#### [CHALLENGE]
In everything from the line containing "Where can the open" down to the end of the data, change "dog snout" to "dog nose". Give those lines again with nothing else altered.
[RECORDED INFORMATION start]
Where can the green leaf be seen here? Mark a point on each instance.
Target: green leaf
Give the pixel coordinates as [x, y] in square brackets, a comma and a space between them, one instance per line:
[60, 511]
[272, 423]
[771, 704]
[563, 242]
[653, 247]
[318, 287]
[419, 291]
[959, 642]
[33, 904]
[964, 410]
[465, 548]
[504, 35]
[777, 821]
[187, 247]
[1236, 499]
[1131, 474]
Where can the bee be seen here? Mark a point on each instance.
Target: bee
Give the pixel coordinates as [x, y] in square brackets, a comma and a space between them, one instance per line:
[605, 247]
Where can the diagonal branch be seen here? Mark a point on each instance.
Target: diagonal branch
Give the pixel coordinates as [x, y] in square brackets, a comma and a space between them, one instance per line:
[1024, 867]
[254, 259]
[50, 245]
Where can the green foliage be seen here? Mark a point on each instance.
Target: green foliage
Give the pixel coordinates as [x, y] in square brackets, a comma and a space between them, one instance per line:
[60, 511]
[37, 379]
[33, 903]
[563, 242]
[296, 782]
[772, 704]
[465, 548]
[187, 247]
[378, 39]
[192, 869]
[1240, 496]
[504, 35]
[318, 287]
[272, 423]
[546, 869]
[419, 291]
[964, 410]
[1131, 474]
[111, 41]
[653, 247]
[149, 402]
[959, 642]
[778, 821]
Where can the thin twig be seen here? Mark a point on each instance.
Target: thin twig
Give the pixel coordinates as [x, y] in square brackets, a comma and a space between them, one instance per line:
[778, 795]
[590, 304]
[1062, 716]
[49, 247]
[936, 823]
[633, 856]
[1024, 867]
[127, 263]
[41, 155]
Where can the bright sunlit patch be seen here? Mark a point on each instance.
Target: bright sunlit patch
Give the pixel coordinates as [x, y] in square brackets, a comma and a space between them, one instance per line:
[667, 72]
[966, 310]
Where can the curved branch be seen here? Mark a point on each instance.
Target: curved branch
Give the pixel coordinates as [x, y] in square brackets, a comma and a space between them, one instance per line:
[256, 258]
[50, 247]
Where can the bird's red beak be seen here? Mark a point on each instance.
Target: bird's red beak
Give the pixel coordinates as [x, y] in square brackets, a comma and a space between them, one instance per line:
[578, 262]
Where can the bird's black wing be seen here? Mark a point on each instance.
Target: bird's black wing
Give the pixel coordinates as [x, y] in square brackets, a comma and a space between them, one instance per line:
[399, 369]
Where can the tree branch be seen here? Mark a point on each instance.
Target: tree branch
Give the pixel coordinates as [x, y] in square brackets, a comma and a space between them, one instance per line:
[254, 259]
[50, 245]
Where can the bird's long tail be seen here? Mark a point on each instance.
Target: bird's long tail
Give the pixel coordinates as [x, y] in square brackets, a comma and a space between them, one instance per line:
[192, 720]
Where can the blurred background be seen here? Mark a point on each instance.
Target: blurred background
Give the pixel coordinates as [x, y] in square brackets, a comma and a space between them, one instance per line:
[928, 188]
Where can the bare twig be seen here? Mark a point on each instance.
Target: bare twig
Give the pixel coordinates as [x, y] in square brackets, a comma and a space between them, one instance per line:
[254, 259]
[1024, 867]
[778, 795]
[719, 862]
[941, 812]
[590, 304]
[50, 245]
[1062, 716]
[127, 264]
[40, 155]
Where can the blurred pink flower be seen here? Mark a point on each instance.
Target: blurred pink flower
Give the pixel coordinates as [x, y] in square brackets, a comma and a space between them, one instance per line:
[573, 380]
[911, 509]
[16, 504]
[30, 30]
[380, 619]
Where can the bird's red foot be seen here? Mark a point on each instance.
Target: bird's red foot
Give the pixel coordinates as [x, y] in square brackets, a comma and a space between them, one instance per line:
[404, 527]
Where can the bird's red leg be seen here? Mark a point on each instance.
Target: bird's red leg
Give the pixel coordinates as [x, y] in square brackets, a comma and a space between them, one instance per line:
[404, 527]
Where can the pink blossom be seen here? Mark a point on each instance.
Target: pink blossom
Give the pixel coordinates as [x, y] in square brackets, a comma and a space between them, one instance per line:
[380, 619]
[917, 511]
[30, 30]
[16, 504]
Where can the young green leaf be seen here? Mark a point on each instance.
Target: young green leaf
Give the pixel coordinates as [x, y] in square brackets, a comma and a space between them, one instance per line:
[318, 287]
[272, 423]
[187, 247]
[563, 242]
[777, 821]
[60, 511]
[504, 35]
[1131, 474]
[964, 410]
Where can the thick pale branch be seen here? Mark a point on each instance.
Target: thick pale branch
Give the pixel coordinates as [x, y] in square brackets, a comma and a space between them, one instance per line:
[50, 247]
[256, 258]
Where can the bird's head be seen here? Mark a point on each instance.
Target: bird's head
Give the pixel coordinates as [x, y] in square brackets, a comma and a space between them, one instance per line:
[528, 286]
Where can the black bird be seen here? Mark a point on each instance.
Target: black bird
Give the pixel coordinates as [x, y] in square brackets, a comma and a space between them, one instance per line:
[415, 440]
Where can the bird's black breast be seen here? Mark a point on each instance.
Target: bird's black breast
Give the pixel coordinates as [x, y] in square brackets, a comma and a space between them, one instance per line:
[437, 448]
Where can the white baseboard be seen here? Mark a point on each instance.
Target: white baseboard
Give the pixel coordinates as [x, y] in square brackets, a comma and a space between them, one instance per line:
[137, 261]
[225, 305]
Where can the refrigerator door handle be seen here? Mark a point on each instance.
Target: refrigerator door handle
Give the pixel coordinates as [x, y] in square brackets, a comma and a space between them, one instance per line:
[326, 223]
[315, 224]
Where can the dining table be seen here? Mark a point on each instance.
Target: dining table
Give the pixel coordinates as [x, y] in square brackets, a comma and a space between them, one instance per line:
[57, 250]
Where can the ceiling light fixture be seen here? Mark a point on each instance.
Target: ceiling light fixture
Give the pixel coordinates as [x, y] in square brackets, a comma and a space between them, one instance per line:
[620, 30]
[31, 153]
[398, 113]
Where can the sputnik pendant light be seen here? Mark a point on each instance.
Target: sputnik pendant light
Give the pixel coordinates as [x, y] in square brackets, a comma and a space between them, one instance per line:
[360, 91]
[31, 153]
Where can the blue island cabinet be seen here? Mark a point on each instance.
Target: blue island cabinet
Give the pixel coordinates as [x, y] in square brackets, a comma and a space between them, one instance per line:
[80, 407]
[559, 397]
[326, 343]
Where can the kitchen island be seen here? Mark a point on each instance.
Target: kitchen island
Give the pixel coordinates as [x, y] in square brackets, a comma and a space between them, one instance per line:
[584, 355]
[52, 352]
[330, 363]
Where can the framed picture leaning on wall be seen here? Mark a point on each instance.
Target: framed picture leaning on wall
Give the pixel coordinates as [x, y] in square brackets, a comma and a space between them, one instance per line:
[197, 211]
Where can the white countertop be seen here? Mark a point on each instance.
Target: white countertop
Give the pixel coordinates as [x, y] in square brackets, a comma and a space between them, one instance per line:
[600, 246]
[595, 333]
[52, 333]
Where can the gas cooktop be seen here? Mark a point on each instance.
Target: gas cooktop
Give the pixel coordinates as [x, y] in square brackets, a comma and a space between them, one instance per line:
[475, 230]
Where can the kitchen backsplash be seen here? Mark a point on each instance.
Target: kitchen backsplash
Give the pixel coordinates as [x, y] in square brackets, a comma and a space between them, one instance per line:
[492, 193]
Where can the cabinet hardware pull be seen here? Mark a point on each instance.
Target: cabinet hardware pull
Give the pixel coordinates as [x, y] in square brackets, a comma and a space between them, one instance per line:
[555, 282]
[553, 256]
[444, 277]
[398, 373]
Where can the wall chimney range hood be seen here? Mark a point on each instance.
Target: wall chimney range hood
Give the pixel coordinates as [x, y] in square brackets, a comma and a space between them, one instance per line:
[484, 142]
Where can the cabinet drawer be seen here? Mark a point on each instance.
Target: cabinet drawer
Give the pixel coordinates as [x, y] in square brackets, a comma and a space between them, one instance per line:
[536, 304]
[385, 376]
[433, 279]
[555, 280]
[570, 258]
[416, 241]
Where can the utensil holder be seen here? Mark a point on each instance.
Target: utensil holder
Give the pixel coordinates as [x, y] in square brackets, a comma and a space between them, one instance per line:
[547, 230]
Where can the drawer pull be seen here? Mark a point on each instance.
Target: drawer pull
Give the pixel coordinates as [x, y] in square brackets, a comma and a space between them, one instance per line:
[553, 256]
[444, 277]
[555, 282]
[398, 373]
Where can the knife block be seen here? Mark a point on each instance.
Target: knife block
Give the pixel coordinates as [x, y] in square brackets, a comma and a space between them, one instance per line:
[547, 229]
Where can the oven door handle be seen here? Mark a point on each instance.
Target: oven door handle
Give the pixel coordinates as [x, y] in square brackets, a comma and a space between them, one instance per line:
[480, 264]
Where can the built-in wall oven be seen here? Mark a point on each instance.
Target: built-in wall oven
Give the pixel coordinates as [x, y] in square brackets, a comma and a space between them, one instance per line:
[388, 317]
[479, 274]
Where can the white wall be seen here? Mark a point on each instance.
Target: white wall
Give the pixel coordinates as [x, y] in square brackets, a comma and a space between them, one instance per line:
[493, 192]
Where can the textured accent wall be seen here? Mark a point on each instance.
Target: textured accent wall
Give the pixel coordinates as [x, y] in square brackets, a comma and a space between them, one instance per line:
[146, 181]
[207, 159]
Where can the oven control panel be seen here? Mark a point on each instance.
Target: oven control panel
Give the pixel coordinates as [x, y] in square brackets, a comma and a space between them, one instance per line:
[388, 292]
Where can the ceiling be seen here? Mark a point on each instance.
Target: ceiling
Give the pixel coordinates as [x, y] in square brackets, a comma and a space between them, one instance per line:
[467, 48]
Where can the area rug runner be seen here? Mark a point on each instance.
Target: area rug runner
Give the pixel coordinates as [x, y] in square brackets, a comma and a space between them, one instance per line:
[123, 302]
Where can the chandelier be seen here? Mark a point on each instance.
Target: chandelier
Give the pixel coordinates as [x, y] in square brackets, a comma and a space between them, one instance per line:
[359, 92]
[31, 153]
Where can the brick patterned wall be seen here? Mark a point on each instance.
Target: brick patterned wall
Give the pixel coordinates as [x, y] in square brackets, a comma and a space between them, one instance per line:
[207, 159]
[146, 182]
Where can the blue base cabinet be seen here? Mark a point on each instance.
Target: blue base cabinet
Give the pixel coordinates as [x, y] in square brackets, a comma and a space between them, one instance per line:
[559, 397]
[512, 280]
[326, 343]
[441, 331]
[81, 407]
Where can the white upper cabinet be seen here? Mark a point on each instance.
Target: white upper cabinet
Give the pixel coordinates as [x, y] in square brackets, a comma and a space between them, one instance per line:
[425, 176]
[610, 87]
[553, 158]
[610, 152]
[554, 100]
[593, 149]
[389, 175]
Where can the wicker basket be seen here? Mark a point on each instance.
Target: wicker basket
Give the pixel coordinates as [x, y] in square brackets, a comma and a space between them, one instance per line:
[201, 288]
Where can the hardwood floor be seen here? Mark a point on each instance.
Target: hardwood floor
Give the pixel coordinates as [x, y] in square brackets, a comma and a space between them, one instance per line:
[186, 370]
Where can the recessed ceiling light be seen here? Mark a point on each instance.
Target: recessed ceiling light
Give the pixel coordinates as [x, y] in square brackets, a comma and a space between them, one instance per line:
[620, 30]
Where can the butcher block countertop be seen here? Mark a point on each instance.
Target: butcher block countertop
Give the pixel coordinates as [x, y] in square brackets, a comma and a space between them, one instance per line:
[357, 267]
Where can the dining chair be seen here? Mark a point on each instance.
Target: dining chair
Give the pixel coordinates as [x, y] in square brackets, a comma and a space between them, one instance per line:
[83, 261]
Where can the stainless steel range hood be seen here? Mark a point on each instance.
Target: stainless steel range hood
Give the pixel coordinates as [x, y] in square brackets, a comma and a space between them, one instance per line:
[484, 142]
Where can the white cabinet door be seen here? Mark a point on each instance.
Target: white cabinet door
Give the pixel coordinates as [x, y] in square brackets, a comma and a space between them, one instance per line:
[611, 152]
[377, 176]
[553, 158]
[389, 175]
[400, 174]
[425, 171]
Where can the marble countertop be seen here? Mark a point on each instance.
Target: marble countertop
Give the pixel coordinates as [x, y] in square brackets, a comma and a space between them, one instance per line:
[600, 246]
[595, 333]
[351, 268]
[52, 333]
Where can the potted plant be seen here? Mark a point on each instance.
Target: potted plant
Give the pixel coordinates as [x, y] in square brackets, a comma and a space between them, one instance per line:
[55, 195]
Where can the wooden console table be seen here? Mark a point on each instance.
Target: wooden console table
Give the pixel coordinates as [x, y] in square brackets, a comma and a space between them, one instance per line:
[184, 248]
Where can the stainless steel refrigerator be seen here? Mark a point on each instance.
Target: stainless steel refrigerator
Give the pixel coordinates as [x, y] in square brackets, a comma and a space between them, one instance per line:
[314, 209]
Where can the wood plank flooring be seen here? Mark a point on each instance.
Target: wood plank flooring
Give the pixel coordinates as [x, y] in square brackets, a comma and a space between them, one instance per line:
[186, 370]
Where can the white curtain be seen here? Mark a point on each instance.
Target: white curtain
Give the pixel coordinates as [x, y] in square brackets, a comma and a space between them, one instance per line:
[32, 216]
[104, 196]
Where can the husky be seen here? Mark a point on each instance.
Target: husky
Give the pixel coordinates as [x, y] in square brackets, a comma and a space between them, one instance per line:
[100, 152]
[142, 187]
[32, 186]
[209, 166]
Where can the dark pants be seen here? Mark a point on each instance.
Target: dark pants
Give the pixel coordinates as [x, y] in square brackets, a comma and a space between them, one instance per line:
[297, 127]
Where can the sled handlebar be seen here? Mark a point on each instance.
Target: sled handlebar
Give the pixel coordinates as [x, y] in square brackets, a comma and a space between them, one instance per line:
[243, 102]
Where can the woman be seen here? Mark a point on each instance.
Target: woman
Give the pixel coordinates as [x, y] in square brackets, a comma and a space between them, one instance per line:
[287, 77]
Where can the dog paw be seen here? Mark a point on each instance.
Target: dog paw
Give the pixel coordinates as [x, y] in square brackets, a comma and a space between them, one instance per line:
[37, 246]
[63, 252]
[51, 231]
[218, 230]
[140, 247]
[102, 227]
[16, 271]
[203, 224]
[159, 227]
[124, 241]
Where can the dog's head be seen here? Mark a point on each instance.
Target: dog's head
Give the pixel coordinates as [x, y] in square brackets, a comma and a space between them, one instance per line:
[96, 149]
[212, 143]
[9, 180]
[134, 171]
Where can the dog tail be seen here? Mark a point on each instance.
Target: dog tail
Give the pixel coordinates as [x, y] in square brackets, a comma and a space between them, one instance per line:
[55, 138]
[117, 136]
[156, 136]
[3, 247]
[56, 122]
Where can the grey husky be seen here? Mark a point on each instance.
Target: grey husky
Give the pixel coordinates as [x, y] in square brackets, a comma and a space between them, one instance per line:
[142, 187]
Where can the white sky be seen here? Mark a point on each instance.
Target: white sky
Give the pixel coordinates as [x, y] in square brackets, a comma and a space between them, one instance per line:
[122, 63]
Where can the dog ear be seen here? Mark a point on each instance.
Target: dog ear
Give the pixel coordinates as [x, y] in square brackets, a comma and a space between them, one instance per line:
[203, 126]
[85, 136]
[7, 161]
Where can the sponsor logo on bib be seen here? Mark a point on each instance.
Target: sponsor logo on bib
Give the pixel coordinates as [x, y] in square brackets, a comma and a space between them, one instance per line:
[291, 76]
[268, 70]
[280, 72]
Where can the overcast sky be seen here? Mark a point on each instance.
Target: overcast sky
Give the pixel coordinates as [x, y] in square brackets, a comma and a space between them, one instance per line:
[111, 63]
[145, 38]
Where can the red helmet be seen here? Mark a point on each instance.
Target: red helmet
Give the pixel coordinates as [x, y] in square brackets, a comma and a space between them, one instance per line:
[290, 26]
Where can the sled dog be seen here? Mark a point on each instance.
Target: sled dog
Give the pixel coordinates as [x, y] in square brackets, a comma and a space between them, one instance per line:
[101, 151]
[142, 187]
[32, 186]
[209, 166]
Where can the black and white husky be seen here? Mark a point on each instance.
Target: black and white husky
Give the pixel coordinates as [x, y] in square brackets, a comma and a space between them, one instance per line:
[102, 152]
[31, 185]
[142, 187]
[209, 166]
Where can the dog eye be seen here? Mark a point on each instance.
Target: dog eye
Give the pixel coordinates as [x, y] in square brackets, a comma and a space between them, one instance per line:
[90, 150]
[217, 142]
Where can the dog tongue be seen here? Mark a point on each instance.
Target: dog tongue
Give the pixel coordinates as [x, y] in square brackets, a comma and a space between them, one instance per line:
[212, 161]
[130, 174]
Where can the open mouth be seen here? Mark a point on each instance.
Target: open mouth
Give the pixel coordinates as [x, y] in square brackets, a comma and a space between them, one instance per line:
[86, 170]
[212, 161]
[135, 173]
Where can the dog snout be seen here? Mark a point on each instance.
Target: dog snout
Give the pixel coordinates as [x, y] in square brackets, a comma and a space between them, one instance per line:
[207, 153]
[RECORDED INFORMATION end]
#### [WRITTEN ANSWER]
Where can the open mouth be seen here? Mark a point on each instance.
Target: open mouth
Give the pixel coordinates as [x, y] in square brackets, a comma and a space between them, one instance per line:
[86, 170]
[212, 161]
[135, 173]
Where can the dog nose be seen here? Mark a point on each instance.
Target: dog nose
Give the pixel coordinates as [x, y] in square brackets, a comma and a space between them, one instance per line:
[207, 153]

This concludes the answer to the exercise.